§ EXERCISE INSTRUCTIONS:
Copy every line of the entries that includes the word "picture".

========

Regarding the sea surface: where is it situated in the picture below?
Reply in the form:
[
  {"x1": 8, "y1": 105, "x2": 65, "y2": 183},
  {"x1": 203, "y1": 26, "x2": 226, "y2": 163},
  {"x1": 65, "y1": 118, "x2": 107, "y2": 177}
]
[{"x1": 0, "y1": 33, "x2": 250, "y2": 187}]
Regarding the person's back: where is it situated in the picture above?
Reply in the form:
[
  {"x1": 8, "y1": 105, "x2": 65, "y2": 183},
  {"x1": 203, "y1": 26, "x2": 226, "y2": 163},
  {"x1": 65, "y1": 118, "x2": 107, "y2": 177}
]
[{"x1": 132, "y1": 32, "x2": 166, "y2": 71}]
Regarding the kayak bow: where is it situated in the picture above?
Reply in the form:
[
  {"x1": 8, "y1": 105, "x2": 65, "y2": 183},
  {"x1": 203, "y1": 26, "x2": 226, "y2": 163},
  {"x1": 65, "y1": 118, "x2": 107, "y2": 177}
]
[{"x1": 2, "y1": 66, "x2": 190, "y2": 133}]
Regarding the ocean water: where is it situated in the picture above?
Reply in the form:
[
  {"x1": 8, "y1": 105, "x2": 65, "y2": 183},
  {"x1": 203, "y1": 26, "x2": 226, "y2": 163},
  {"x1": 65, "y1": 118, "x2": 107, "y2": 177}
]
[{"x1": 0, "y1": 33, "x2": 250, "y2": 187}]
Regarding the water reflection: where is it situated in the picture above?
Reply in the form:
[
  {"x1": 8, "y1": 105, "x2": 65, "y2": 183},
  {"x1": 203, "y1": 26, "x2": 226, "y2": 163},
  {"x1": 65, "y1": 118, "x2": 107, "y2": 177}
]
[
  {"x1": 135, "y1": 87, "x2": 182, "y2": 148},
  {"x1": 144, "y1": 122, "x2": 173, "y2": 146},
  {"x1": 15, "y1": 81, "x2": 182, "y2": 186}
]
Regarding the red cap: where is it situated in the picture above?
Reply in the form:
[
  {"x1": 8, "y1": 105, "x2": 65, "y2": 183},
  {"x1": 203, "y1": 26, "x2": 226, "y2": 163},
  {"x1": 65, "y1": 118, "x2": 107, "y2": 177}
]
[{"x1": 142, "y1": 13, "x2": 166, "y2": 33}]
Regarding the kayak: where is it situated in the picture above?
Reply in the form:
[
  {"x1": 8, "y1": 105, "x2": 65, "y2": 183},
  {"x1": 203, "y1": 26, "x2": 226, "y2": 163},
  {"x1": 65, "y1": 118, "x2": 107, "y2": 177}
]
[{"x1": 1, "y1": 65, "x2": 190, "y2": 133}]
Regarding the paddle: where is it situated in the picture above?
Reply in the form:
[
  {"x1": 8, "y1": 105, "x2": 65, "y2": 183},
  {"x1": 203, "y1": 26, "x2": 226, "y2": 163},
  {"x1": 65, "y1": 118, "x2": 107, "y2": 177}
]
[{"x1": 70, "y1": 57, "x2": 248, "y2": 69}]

========

§ WRITTEN ANSWER:
Regarding the sea surface: where is it situated in the picture below?
Regarding the person's back: where is it situated in the picture above?
Regarding the kayak bow: where is it situated in the picture above?
Regarding the ocean water: where is it situated in the picture above?
Regarding the water reflection: where is it situated in the picture above?
Regarding the red cap: where is it situated in the picture above?
Regarding the kayak: where is it situated in the picture above?
Regarding the paddle: where is it situated in the picture above?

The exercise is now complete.